Stated problem
How many lines in the items below contain the string "clipboard"? Reply with the number alone.

# start of Information shown

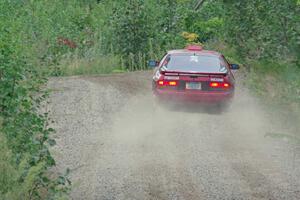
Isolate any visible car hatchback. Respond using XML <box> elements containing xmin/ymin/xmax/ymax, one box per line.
<box><xmin>149</xmin><ymin>45</ymin><xmax>239</xmax><ymax>104</ymax></box>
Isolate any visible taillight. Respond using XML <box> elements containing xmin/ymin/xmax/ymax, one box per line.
<box><xmin>157</xmin><ymin>80</ymin><xmax>178</xmax><ymax>86</ymax></box>
<box><xmin>210</xmin><ymin>82</ymin><xmax>221</xmax><ymax>88</ymax></box>
<box><xmin>209</xmin><ymin>82</ymin><xmax>230</xmax><ymax>88</ymax></box>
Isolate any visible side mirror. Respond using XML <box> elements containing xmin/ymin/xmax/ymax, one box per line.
<box><xmin>148</xmin><ymin>60</ymin><xmax>159</xmax><ymax>68</ymax></box>
<box><xmin>230</xmin><ymin>64</ymin><xmax>240</xmax><ymax>70</ymax></box>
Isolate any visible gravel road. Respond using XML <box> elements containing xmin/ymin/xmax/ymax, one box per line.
<box><xmin>48</xmin><ymin>72</ymin><xmax>300</xmax><ymax>200</ymax></box>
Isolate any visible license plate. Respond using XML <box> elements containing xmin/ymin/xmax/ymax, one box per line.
<box><xmin>185</xmin><ymin>82</ymin><xmax>201</xmax><ymax>90</ymax></box>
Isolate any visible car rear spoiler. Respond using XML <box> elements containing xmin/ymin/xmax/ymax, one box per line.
<box><xmin>160</xmin><ymin>71</ymin><xmax>227</xmax><ymax>76</ymax></box>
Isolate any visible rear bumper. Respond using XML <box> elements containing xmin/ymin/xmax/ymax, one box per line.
<box><xmin>153</xmin><ymin>89</ymin><xmax>234</xmax><ymax>103</ymax></box>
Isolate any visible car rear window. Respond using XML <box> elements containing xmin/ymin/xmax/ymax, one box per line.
<box><xmin>162</xmin><ymin>54</ymin><xmax>227</xmax><ymax>73</ymax></box>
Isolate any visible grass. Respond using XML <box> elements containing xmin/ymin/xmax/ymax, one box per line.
<box><xmin>54</xmin><ymin>55</ymin><xmax>126</xmax><ymax>76</ymax></box>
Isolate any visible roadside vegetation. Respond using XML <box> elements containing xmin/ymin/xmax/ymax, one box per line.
<box><xmin>0</xmin><ymin>0</ymin><xmax>300</xmax><ymax>199</ymax></box>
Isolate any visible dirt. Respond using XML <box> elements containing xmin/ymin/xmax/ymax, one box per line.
<box><xmin>49</xmin><ymin>72</ymin><xmax>300</xmax><ymax>200</ymax></box>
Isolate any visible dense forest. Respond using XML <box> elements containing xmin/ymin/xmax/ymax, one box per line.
<box><xmin>0</xmin><ymin>0</ymin><xmax>300</xmax><ymax>199</ymax></box>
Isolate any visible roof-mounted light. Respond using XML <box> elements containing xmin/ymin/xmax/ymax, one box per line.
<box><xmin>185</xmin><ymin>45</ymin><xmax>203</xmax><ymax>51</ymax></box>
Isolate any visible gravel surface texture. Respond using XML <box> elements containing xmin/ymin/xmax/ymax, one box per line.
<box><xmin>48</xmin><ymin>72</ymin><xmax>300</xmax><ymax>200</ymax></box>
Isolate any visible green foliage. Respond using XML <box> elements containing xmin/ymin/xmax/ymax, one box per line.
<box><xmin>224</xmin><ymin>0</ymin><xmax>300</xmax><ymax>63</ymax></box>
<box><xmin>0</xmin><ymin>0</ymin><xmax>69</xmax><ymax>199</ymax></box>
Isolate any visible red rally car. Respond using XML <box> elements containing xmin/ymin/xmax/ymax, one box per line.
<box><xmin>149</xmin><ymin>45</ymin><xmax>239</xmax><ymax>104</ymax></box>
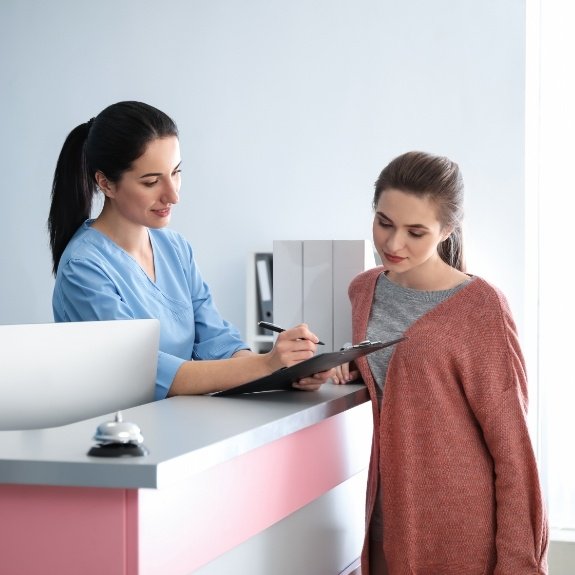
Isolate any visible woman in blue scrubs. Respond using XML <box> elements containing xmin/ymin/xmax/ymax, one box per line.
<box><xmin>48</xmin><ymin>102</ymin><xmax>331</xmax><ymax>399</ymax></box>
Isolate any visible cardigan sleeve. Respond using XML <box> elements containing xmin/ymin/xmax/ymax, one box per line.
<box><xmin>466</xmin><ymin>299</ymin><xmax>548</xmax><ymax>575</ymax></box>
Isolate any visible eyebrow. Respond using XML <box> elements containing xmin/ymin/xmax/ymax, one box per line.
<box><xmin>375</xmin><ymin>212</ymin><xmax>429</xmax><ymax>231</ymax></box>
<box><xmin>139</xmin><ymin>161</ymin><xmax>182</xmax><ymax>180</ymax></box>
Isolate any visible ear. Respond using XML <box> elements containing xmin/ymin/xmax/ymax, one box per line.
<box><xmin>94</xmin><ymin>170</ymin><xmax>116</xmax><ymax>198</ymax></box>
<box><xmin>441</xmin><ymin>226</ymin><xmax>453</xmax><ymax>242</ymax></box>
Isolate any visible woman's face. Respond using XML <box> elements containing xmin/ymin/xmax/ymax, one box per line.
<box><xmin>373</xmin><ymin>189</ymin><xmax>448</xmax><ymax>277</ymax></box>
<box><xmin>104</xmin><ymin>136</ymin><xmax>181</xmax><ymax>228</ymax></box>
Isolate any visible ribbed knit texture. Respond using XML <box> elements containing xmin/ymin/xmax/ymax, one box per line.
<box><xmin>349</xmin><ymin>267</ymin><xmax>548</xmax><ymax>575</ymax></box>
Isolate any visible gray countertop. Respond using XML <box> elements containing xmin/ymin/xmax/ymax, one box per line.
<box><xmin>0</xmin><ymin>383</ymin><xmax>369</xmax><ymax>489</ymax></box>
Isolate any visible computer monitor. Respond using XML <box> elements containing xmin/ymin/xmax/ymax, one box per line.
<box><xmin>0</xmin><ymin>319</ymin><xmax>160</xmax><ymax>430</ymax></box>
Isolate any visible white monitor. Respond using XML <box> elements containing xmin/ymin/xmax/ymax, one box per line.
<box><xmin>0</xmin><ymin>319</ymin><xmax>160</xmax><ymax>430</ymax></box>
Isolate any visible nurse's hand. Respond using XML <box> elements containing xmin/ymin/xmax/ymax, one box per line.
<box><xmin>266</xmin><ymin>323</ymin><xmax>319</xmax><ymax>371</ymax></box>
<box><xmin>332</xmin><ymin>362</ymin><xmax>359</xmax><ymax>385</ymax></box>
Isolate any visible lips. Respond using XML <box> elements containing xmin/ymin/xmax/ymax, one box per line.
<box><xmin>383</xmin><ymin>253</ymin><xmax>406</xmax><ymax>264</ymax></box>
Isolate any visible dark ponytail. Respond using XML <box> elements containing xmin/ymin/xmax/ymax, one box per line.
<box><xmin>48</xmin><ymin>102</ymin><xmax>178</xmax><ymax>275</ymax></box>
<box><xmin>48</xmin><ymin>122</ymin><xmax>97</xmax><ymax>275</ymax></box>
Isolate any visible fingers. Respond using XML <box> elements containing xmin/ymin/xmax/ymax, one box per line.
<box><xmin>332</xmin><ymin>363</ymin><xmax>359</xmax><ymax>385</ymax></box>
<box><xmin>270</xmin><ymin>324</ymin><xmax>318</xmax><ymax>369</ymax></box>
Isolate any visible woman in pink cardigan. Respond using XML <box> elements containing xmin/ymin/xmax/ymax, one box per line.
<box><xmin>335</xmin><ymin>152</ymin><xmax>548</xmax><ymax>575</ymax></box>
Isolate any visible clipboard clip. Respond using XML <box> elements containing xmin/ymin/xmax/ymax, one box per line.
<box><xmin>339</xmin><ymin>339</ymin><xmax>381</xmax><ymax>351</ymax></box>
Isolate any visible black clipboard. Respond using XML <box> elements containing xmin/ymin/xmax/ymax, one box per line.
<box><xmin>212</xmin><ymin>337</ymin><xmax>406</xmax><ymax>397</ymax></box>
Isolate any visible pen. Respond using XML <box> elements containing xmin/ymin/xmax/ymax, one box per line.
<box><xmin>258</xmin><ymin>321</ymin><xmax>325</xmax><ymax>345</ymax></box>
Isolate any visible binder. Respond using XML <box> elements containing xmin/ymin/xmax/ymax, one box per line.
<box><xmin>212</xmin><ymin>337</ymin><xmax>406</xmax><ymax>396</ymax></box>
<box><xmin>255</xmin><ymin>253</ymin><xmax>274</xmax><ymax>333</ymax></box>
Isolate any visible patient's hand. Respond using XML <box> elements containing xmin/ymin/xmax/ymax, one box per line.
<box><xmin>331</xmin><ymin>362</ymin><xmax>359</xmax><ymax>384</ymax></box>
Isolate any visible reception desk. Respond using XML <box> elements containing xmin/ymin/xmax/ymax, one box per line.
<box><xmin>0</xmin><ymin>384</ymin><xmax>372</xmax><ymax>575</ymax></box>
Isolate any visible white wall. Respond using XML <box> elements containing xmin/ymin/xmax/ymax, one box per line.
<box><xmin>0</xmin><ymin>0</ymin><xmax>525</xmax><ymax>340</ymax></box>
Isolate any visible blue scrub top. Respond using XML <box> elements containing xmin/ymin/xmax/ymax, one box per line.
<box><xmin>52</xmin><ymin>220</ymin><xmax>248</xmax><ymax>399</ymax></box>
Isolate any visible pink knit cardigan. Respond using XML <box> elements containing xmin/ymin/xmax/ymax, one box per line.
<box><xmin>349</xmin><ymin>267</ymin><xmax>548</xmax><ymax>575</ymax></box>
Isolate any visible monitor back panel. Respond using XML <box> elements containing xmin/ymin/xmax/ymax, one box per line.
<box><xmin>0</xmin><ymin>319</ymin><xmax>160</xmax><ymax>430</ymax></box>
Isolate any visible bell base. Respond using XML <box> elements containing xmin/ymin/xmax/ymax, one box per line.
<box><xmin>88</xmin><ymin>443</ymin><xmax>149</xmax><ymax>457</ymax></box>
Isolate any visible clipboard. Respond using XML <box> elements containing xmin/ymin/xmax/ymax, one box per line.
<box><xmin>212</xmin><ymin>337</ymin><xmax>406</xmax><ymax>397</ymax></box>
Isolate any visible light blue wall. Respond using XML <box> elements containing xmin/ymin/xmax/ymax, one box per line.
<box><xmin>0</xmin><ymin>0</ymin><xmax>525</xmax><ymax>340</ymax></box>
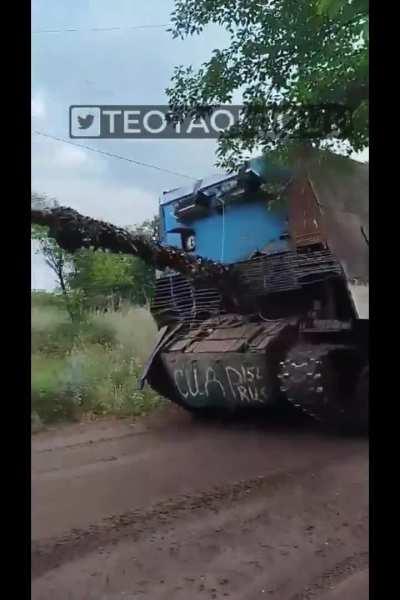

# end of Information shown

Result
3